Republicans Push Back on Trump Plan to Lower Drug Prices
Health Care

Republicans Push Back on Trump Plan to Lower Drug Prices

KEVIN LAMARQUE

In late October, the Trump administration announced a plan to lower some Medicare drug prices in part by tying them to an index of prices in other advanced economies, like France and Germany. Analysts said at the time that the proposal — a notable departure from traditional free-market Republican ideology — faced serious, potentially insurmountable, obstacles, including political opposition and a likely intense lobbying effort from doctor groups and the pharmaceutical industry.

Sure enough, The Hill’s Peter Sullivan reports that opposition to the plan is building among some Republicans and conservatives:

  • Conservative groups, including Americans for Tax Reform and FreedomWorks, sent a letter last week to Health and Human Services Secretary Alex Azar criticizing the proposal as importing price controls from other countries and calling for the plan to be withdrawn.
  • On Thursday, House Republicans questioned Azar about the plan and raised their concerns in a private meeting.

## PROVIDED MATERIAL
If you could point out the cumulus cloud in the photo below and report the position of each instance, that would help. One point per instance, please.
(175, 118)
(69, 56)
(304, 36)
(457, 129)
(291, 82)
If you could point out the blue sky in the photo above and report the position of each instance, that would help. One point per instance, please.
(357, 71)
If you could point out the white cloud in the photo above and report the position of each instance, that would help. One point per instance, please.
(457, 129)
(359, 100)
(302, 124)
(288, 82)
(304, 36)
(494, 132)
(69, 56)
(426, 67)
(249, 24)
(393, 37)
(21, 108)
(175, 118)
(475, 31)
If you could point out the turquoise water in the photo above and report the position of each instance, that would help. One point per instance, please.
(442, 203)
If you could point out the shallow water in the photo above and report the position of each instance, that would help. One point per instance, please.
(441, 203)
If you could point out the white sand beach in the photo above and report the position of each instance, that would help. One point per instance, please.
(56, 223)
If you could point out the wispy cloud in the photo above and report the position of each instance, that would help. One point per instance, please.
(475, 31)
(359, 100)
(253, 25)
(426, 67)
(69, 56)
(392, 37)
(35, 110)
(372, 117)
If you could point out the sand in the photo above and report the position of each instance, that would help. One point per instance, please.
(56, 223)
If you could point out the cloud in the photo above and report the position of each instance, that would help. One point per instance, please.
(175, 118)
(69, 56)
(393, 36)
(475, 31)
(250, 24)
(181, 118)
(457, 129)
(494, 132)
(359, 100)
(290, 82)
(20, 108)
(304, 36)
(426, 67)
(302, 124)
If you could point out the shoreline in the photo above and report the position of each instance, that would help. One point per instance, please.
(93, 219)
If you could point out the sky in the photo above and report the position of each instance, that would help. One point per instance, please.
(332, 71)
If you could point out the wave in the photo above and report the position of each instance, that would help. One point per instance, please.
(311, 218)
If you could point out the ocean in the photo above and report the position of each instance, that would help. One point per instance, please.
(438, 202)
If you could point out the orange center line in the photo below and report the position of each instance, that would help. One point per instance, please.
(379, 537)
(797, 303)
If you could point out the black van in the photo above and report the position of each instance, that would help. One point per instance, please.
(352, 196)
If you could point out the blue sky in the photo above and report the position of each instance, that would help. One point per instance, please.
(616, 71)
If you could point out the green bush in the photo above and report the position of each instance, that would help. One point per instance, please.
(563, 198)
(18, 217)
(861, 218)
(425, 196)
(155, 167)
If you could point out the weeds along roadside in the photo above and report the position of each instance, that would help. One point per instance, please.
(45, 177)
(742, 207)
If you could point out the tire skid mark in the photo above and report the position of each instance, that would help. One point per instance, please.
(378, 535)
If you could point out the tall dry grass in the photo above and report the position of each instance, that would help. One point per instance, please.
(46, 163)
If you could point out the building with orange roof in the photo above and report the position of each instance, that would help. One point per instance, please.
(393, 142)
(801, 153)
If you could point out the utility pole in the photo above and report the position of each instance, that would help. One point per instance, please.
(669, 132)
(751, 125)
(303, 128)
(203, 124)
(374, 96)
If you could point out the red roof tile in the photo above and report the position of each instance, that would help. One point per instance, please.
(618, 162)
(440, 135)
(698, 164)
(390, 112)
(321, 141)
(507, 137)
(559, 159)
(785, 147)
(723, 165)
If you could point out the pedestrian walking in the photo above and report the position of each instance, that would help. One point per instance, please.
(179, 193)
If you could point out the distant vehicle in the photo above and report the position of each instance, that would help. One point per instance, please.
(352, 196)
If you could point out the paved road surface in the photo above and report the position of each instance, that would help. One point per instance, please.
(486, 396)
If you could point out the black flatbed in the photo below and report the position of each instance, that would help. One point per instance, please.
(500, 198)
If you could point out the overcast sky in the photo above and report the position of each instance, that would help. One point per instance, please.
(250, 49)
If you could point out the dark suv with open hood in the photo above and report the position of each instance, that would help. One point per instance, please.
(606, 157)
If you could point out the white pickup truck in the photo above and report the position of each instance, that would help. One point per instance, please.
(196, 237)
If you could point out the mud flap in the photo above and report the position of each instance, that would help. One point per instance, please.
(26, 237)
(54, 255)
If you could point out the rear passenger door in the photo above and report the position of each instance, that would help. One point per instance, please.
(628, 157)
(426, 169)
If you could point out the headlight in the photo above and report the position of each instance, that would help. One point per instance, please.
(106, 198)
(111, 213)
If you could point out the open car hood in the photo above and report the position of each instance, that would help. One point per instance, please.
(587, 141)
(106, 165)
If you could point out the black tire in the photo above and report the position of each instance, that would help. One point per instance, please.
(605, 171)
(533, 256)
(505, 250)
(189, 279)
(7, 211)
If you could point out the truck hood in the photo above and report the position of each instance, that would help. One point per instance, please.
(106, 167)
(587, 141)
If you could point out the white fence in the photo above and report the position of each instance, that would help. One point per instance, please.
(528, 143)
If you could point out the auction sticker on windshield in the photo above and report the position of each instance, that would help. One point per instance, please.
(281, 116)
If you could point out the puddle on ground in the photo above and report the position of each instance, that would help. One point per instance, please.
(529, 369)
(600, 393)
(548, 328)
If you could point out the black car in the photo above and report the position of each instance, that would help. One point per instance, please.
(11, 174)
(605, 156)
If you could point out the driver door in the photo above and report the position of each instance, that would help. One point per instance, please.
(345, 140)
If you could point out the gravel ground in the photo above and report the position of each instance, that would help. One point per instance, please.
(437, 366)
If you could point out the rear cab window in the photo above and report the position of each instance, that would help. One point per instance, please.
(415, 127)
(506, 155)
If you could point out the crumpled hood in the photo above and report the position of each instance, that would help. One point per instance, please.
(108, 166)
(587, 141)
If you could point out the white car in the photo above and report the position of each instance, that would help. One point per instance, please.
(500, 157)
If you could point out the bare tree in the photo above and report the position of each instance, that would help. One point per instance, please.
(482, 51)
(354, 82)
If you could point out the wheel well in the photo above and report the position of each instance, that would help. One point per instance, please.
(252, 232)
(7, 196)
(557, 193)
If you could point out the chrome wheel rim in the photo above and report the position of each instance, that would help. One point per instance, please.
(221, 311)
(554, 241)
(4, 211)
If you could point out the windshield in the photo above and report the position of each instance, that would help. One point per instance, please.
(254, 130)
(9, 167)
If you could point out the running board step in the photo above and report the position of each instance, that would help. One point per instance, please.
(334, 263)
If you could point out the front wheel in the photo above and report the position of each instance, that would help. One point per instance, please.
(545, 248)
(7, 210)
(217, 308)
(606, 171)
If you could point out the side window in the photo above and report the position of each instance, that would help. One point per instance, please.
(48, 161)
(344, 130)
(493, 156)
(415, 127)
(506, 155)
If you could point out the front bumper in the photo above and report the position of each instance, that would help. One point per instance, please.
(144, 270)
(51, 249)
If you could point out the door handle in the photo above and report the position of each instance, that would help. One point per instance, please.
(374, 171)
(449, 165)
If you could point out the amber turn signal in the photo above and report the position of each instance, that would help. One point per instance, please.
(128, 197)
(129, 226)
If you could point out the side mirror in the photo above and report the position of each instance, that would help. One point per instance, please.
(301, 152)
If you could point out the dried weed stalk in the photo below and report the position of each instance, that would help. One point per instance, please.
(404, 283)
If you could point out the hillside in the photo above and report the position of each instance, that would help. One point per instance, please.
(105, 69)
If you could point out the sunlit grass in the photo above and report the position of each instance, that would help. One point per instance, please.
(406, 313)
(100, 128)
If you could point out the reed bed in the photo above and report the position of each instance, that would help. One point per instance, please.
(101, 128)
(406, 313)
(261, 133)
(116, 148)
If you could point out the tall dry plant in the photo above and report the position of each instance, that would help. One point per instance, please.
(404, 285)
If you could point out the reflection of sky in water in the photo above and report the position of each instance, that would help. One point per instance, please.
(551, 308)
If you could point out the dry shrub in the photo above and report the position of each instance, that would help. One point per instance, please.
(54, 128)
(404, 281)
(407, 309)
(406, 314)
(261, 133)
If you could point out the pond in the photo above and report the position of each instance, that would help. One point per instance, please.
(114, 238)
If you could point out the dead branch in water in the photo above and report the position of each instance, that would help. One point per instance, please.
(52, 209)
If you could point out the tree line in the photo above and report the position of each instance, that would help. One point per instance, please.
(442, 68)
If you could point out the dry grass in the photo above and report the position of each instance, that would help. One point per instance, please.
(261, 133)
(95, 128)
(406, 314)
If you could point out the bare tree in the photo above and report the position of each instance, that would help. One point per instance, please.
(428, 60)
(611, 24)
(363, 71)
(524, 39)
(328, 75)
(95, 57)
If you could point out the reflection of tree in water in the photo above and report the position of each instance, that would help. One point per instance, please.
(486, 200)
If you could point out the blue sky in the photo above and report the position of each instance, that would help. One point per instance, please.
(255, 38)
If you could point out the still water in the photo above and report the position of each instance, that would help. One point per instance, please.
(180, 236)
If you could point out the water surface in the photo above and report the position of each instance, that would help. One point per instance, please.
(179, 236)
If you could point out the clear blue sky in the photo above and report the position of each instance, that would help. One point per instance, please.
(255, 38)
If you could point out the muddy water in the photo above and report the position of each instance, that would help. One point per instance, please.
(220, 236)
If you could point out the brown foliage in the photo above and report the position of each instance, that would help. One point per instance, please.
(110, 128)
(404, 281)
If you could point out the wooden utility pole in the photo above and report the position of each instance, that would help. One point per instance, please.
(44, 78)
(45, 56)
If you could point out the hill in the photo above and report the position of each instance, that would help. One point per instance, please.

## WORK INSTRUCTIONS
a) According to the drug prices article, which two countries are named as examples of the advanced economies whose prices would feed the index?
b) Pick up the article on the Trump drug pricing plan after its final sentence and keep writing.
The entries have nothing to do with the article on drug prices.

## TASK RESULTS
a) France and Germany.

b)
  • Senate Finance Committee Chairman Orrin Hatch (R-UT) is talking to other Senate Republicans about writing another letter to the administration raising concerns about the idea. Those concerns are shared by Sen. Chuck Grassley (R-IA), who will chair the Finance committee starting next month. A Grassley spokesperson told The Hill that “the creation of price controls is not the solution.”

Using the Trump administration’s own words against it: An online ad campaign by the American Conservative Union uses an October report from the White House Council of Economic Advisers on the dangers of socialism to criticize the drug-pricing proposal.

The bottom line: “For now, the administration is not backing down and insists it is willing to fight back against the powerful pharmaceutical industry, which is working to kill the proposal,” Sullivan writes. But Trump and Azar surely face an intense fight ahead.